▶ _Exercise goal_: Which lines run from the one containing "Label each instance of the dog's black" to the end of the entries? Quote them exactly, and nothing else.
## Start Given data
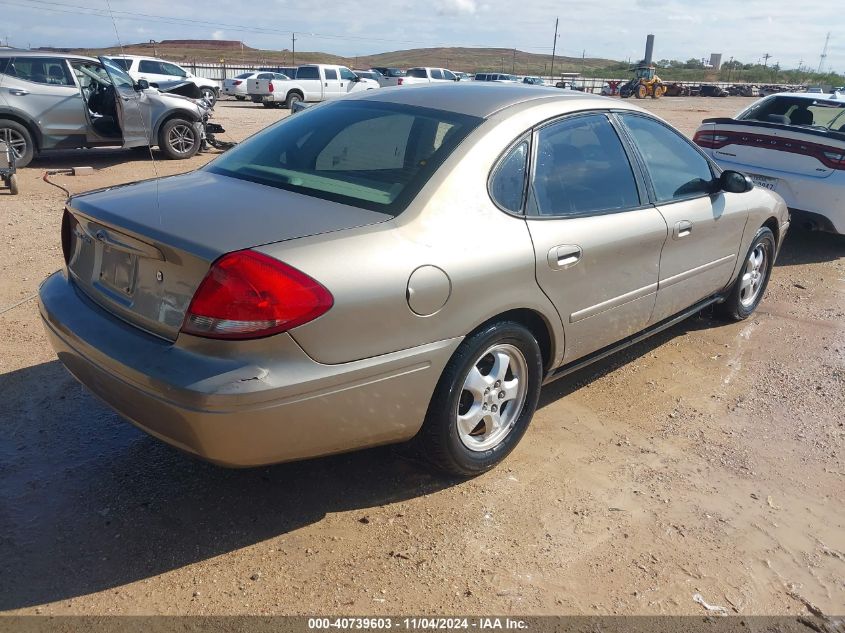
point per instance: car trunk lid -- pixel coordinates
(773, 147)
(141, 250)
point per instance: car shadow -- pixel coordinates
(810, 247)
(88, 502)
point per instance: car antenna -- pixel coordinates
(138, 111)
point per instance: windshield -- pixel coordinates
(817, 113)
(363, 153)
(118, 76)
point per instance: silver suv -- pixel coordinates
(52, 101)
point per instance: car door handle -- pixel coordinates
(561, 257)
(682, 229)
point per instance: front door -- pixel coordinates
(597, 240)
(705, 225)
(132, 109)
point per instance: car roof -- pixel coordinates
(12, 52)
(480, 99)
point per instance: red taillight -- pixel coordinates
(713, 140)
(249, 295)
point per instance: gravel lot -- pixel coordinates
(709, 460)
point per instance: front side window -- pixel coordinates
(582, 168)
(173, 70)
(367, 154)
(508, 182)
(676, 168)
(41, 70)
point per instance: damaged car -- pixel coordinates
(50, 101)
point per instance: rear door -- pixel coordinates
(132, 107)
(705, 227)
(44, 88)
(597, 240)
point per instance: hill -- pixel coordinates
(456, 58)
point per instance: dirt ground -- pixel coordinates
(709, 460)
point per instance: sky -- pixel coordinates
(791, 32)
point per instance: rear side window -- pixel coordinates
(149, 66)
(307, 72)
(51, 71)
(367, 154)
(676, 168)
(582, 168)
(508, 182)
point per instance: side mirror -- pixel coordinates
(735, 182)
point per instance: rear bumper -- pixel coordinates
(235, 412)
(823, 197)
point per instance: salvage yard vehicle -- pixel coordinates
(236, 87)
(427, 75)
(390, 76)
(154, 71)
(412, 263)
(790, 143)
(54, 101)
(314, 82)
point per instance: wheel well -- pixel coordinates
(535, 323)
(179, 114)
(773, 225)
(33, 129)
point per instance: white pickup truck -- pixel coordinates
(313, 82)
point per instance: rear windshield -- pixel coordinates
(818, 113)
(363, 153)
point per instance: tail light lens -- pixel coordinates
(68, 225)
(250, 295)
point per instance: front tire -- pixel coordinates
(484, 400)
(748, 290)
(21, 140)
(179, 139)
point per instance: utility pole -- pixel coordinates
(554, 49)
(823, 56)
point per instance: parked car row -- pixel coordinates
(58, 101)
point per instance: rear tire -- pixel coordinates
(21, 139)
(750, 286)
(179, 139)
(484, 400)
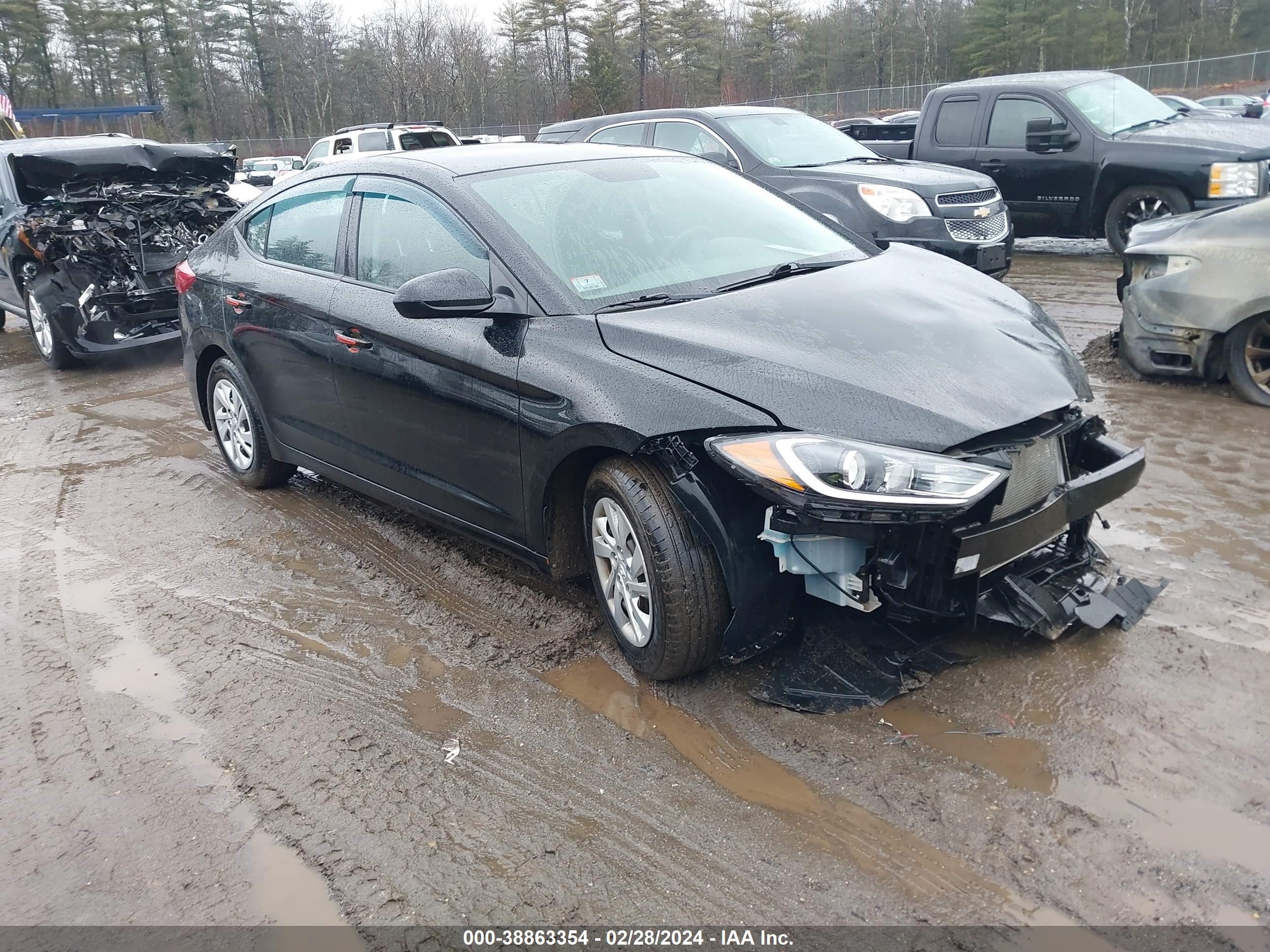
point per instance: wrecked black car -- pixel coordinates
(1196, 296)
(639, 366)
(91, 232)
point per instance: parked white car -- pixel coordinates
(380, 137)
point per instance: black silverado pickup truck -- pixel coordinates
(1083, 154)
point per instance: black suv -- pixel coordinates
(947, 210)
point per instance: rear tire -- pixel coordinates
(42, 300)
(662, 592)
(1247, 358)
(239, 432)
(1137, 205)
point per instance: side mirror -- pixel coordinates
(454, 292)
(1044, 135)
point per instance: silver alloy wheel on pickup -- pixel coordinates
(1147, 208)
(623, 572)
(1256, 354)
(233, 426)
(40, 327)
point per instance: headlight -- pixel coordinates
(896, 204)
(1235, 181)
(851, 470)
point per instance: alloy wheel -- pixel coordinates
(623, 572)
(233, 426)
(1147, 208)
(40, 327)
(1256, 354)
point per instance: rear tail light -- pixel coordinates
(184, 277)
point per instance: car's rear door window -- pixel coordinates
(374, 141)
(303, 226)
(404, 232)
(1010, 115)
(955, 122)
(629, 135)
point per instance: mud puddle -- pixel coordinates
(1023, 763)
(832, 824)
(282, 889)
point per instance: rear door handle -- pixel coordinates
(353, 344)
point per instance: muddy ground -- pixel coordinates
(225, 706)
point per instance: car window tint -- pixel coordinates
(400, 239)
(257, 230)
(305, 225)
(375, 141)
(1009, 125)
(955, 122)
(630, 135)
(686, 137)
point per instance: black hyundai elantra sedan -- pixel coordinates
(647, 367)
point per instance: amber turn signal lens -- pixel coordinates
(761, 460)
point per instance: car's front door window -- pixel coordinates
(629, 135)
(404, 233)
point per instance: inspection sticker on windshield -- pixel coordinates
(588, 282)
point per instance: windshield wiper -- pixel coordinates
(780, 271)
(647, 301)
(1141, 125)
(839, 162)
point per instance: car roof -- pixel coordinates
(714, 112)
(1063, 79)
(58, 144)
(460, 160)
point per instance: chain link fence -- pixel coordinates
(1197, 76)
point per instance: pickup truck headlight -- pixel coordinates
(851, 470)
(897, 204)
(1235, 181)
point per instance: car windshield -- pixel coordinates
(794, 140)
(1116, 104)
(611, 230)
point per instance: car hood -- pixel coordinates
(926, 179)
(906, 348)
(1247, 137)
(45, 170)
(1227, 228)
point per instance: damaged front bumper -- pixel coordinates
(1022, 555)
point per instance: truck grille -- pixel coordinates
(1035, 473)
(991, 229)
(982, 197)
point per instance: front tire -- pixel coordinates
(1138, 205)
(661, 589)
(42, 303)
(239, 432)
(1247, 357)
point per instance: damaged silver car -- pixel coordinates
(92, 230)
(1196, 294)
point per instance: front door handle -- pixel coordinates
(353, 344)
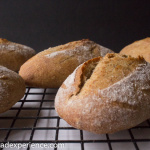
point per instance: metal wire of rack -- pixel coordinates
(33, 120)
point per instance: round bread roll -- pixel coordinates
(138, 48)
(13, 55)
(106, 95)
(12, 88)
(48, 69)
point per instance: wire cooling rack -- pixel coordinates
(33, 120)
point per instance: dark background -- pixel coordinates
(45, 23)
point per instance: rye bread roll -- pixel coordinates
(13, 55)
(48, 69)
(138, 48)
(106, 95)
(12, 88)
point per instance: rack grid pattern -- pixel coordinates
(33, 120)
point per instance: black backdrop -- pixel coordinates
(45, 23)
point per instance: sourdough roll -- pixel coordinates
(106, 95)
(138, 48)
(12, 88)
(48, 69)
(13, 55)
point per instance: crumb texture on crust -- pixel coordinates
(138, 48)
(12, 88)
(107, 108)
(49, 68)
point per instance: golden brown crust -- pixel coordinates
(102, 106)
(138, 48)
(13, 55)
(50, 68)
(12, 88)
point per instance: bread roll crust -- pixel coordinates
(138, 48)
(12, 88)
(48, 69)
(13, 55)
(106, 109)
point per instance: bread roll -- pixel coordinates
(12, 88)
(106, 95)
(138, 48)
(50, 68)
(13, 55)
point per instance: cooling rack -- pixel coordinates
(33, 120)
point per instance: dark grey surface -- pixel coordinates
(44, 23)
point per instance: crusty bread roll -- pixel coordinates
(13, 55)
(138, 48)
(50, 68)
(12, 88)
(106, 95)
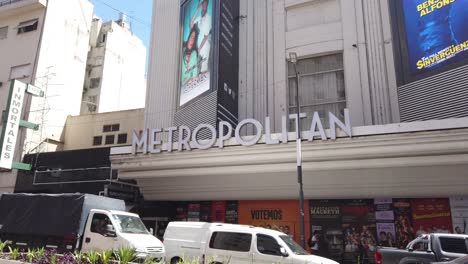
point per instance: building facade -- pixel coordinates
(44, 43)
(398, 172)
(102, 130)
(115, 75)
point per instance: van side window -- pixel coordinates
(454, 245)
(231, 241)
(99, 223)
(268, 245)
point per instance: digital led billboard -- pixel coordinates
(436, 33)
(196, 54)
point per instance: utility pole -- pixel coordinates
(293, 60)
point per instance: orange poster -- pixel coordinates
(278, 215)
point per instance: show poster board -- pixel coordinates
(359, 229)
(326, 236)
(404, 231)
(277, 215)
(431, 216)
(385, 218)
(197, 30)
(459, 206)
(436, 33)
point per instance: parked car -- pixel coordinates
(214, 243)
(425, 249)
(462, 260)
(69, 222)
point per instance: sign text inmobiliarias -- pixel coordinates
(149, 142)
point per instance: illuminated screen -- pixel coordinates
(436, 32)
(196, 49)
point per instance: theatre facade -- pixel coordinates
(384, 119)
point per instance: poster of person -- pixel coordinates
(196, 49)
(231, 212)
(404, 232)
(436, 33)
(326, 237)
(359, 229)
(281, 215)
(385, 217)
(459, 206)
(386, 234)
(431, 216)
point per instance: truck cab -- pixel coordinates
(107, 229)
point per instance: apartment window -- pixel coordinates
(20, 71)
(3, 32)
(122, 138)
(111, 128)
(92, 103)
(27, 26)
(110, 139)
(94, 83)
(103, 37)
(321, 87)
(97, 141)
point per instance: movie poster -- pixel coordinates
(404, 232)
(431, 216)
(326, 237)
(218, 211)
(196, 49)
(277, 215)
(436, 33)
(359, 229)
(231, 212)
(205, 211)
(459, 206)
(385, 218)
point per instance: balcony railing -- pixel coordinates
(8, 2)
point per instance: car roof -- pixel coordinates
(226, 227)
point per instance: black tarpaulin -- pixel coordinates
(41, 214)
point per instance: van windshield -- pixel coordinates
(129, 224)
(295, 248)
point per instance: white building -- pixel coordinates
(108, 129)
(115, 75)
(409, 127)
(44, 43)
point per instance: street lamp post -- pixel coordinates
(293, 60)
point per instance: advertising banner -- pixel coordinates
(431, 216)
(359, 229)
(277, 215)
(10, 132)
(196, 49)
(404, 232)
(459, 206)
(436, 33)
(385, 217)
(231, 212)
(326, 236)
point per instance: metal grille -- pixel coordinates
(202, 111)
(441, 96)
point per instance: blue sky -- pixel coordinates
(138, 15)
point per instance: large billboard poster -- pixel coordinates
(196, 49)
(277, 215)
(436, 33)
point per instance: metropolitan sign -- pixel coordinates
(149, 142)
(11, 125)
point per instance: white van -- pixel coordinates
(216, 243)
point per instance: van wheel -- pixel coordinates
(176, 260)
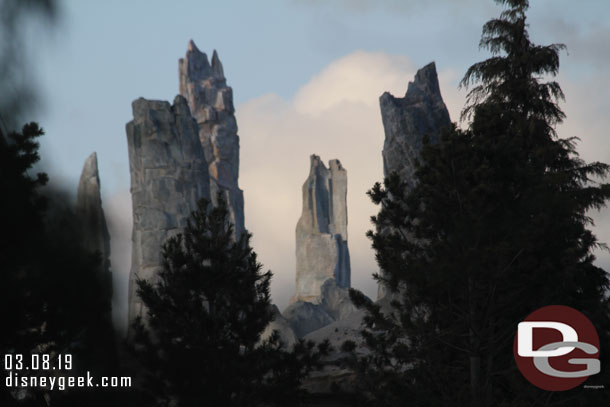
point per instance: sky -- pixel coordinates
(306, 78)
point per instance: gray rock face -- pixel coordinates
(406, 121)
(211, 102)
(305, 317)
(332, 305)
(282, 326)
(169, 174)
(321, 233)
(91, 215)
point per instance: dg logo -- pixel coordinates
(556, 348)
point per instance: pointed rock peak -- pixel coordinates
(426, 81)
(217, 65)
(335, 165)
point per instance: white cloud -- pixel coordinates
(117, 208)
(334, 115)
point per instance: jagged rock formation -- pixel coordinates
(211, 101)
(282, 326)
(333, 304)
(321, 233)
(406, 121)
(169, 174)
(323, 267)
(93, 222)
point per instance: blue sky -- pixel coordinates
(306, 75)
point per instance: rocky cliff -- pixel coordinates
(406, 121)
(322, 254)
(169, 174)
(93, 222)
(204, 86)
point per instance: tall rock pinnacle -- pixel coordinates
(211, 102)
(321, 233)
(406, 121)
(169, 174)
(93, 222)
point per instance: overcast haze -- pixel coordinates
(306, 78)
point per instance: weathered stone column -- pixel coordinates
(211, 101)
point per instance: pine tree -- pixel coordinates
(200, 342)
(495, 228)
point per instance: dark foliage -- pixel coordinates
(495, 228)
(200, 342)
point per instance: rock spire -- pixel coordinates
(211, 102)
(169, 174)
(93, 222)
(321, 232)
(406, 121)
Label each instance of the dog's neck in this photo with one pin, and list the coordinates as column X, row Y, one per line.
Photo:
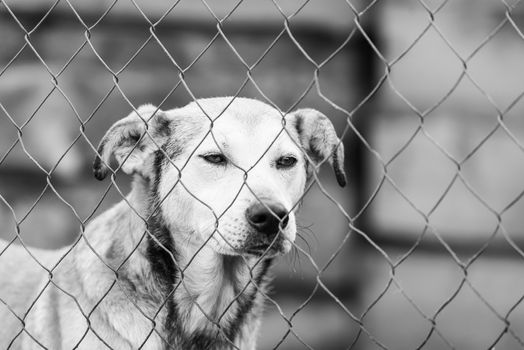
column 210, row 298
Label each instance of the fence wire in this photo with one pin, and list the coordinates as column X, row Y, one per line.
column 355, row 127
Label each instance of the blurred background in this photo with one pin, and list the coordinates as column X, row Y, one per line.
column 424, row 249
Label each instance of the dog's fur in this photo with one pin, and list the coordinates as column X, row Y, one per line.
column 176, row 264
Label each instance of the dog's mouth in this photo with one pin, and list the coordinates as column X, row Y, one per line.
column 268, row 249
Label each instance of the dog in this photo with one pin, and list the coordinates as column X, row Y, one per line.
column 182, row 261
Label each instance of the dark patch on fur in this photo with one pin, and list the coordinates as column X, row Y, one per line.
column 246, row 302
column 299, row 125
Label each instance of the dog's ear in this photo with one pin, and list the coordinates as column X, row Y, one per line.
column 319, row 139
column 132, row 140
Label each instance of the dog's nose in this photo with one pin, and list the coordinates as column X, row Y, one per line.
column 267, row 218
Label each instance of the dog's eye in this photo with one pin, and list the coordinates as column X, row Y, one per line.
column 286, row 162
column 215, row 158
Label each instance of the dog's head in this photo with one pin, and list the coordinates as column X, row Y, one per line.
column 227, row 172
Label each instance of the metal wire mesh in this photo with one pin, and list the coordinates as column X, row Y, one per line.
column 366, row 224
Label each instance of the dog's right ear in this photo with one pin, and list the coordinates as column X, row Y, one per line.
column 132, row 140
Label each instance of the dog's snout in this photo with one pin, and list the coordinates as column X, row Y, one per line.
column 267, row 218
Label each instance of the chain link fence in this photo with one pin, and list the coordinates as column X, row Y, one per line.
column 423, row 249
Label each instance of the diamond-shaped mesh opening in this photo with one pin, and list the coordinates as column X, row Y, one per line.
column 201, row 204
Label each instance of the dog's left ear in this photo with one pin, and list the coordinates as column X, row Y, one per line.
column 132, row 140
column 319, row 139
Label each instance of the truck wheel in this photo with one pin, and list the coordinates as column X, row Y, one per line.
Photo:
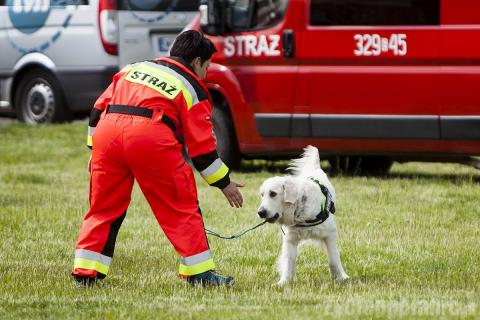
column 38, row 99
column 360, row 165
column 224, row 133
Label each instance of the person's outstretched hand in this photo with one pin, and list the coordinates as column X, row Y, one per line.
column 233, row 195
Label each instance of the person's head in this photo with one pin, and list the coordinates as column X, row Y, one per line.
column 195, row 49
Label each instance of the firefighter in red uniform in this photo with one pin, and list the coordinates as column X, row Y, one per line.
column 134, row 133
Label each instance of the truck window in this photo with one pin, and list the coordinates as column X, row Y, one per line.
column 374, row 12
column 264, row 14
column 169, row 5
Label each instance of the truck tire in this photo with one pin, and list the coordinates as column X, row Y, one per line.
column 360, row 165
column 39, row 99
column 226, row 142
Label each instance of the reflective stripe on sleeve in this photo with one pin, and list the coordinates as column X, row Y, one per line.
column 91, row 260
column 214, row 172
column 198, row 258
column 196, row 264
column 91, row 130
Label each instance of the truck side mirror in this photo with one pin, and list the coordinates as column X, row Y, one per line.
column 213, row 14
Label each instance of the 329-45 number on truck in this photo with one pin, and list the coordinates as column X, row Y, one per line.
column 376, row 45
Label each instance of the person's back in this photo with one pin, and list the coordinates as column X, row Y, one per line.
column 141, row 117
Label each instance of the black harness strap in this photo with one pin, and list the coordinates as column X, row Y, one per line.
column 324, row 213
column 138, row 111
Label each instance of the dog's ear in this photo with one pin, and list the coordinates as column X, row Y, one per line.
column 290, row 191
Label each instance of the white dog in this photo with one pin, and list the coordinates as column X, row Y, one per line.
column 304, row 203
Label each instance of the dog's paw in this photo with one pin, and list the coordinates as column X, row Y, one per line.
column 342, row 277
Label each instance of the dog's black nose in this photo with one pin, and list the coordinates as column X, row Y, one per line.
column 262, row 213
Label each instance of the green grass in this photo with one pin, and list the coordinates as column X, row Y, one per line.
column 409, row 241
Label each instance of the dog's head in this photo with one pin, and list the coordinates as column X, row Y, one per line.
column 279, row 197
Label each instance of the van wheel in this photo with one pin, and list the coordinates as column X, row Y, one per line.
## End Given data
▶ _Answer to this problem_:
Label each instance of the dog's black nose in this photo with one pin, and list the coordinates as column X, row Y, one per line.
column 262, row 213
Label each instance of the green grass in this photo with one pin, and list the coordinates as column X, row Y, one per line.
column 409, row 241
Label each instance of the dog's head in this photo with one pin, and list the coordinates as column X, row Y, one per line.
column 279, row 197
Label each instance of the van wheel in this photo with one pin, and list the coordinates as column X, row Y, one per line.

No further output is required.